What you need to do:
Write out each of the lines below with no changes at all.

Excerpts from segmentation records:
<<<<
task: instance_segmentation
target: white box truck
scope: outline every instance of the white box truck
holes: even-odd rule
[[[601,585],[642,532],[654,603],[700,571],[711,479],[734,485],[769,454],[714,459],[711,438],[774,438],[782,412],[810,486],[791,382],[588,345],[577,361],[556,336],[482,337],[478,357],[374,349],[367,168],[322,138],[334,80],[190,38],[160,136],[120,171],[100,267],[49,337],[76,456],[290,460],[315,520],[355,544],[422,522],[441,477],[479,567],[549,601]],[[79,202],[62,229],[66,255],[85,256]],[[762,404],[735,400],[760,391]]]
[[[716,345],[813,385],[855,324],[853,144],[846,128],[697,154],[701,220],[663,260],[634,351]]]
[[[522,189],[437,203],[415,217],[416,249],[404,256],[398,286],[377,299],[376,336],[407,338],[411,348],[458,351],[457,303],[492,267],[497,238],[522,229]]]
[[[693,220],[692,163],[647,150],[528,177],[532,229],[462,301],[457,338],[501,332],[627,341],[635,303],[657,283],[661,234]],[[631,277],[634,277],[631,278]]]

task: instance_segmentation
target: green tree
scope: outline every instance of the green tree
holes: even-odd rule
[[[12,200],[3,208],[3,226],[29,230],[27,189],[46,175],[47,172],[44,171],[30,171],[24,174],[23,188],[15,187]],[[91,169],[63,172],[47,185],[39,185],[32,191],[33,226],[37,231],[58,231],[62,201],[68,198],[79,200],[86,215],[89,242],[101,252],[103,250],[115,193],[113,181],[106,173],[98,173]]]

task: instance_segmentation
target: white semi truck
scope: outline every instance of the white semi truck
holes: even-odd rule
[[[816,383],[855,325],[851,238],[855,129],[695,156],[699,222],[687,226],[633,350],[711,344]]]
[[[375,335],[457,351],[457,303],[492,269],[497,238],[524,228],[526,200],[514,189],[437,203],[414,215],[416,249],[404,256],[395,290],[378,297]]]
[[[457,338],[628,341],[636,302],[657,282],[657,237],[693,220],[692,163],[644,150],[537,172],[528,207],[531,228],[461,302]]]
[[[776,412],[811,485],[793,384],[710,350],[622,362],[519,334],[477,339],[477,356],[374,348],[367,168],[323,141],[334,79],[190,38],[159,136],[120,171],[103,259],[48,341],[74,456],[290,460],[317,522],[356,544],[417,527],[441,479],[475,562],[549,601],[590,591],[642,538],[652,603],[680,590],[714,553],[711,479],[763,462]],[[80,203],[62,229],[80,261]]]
>>>>
Correct answer:
task: instance_segmentation
target: white box truck
scope: outline every instance of the white box truck
holes: even-odd rule
[[[601,585],[642,532],[654,603],[700,571],[711,479],[734,485],[769,454],[714,459],[711,438],[774,438],[782,412],[810,486],[791,382],[588,345],[577,361],[556,336],[482,337],[478,357],[374,349],[367,168],[322,138],[334,80],[190,38],[160,136],[120,171],[100,267],[49,337],[76,456],[290,460],[315,520],[355,544],[422,522],[441,477],[479,567],[549,601]],[[79,202],[62,229],[66,255],[85,256]],[[762,404],[735,400],[760,391]]]
[[[716,345],[813,385],[855,324],[853,144],[846,128],[697,154],[701,220],[663,260],[634,351]]]
[[[522,189],[437,203],[415,217],[416,249],[404,256],[398,286],[377,299],[376,336],[407,338],[411,348],[458,351],[457,303],[492,267],[497,238],[522,229]]]
[[[693,220],[692,163],[647,150],[528,177],[532,229],[462,301],[457,338],[501,332],[627,341],[635,303],[657,283],[661,234]],[[631,277],[634,277],[631,278]]]

task: instance_segmentation
target: green tree
scope: outline every instance of the green tree
holes: even-odd rule
[[[12,200],[3,208],[3,226],[29,230],[27,189],[46,175],[47,172],[44,171],[30,171],[24,174],[23,188],[15,187]],[[91,169],[63,172],[47,185],[39,185],[32,191],[33,226],[37,231],[58,231],[62,201],[68,198],[79,200],[86,215],[89,242],[101,252],[103,250],[115,193],[113,181],[106,173],[98,173]]]

task: instance_segmentation
target: white semi truck
scope: outline every instance of the white semi truck
holes: even-odd rule
[[[816,383],[855,325],[851,238],[855,129],[695,156],[699,222],[687,226],[633,350],[711,344]]]
[[[375,335],[457,351],[457,303],[492,269],[497,238],[524,228],[526,200],[514,189],[437,203],[414,215],[416,249],[404,256],[395,290],[378,297]]]
[[[457,338],[628,341],[636,302],[657,282],[657,237],[693,220],[692,163],[644,150],[537,172],[528,207],[531,228],[461,302]]]
[[[776,412],[811,485],[793,384],[710,350],[622,362],[519,334],[477,339],[477,356],[374,348],[367,168],[323,141],[334,79],[190,38],[159,136],[120,171],[103,259],[48,341],[74,456],[290,460],[317,522],[356,544],[417,527],[441,479],[475,562],[549,601],[590,591],[642,538],[652,603],[680,590],[714,553],[711,479],[763,462]],[[80,203],[62,229],[80,261]]]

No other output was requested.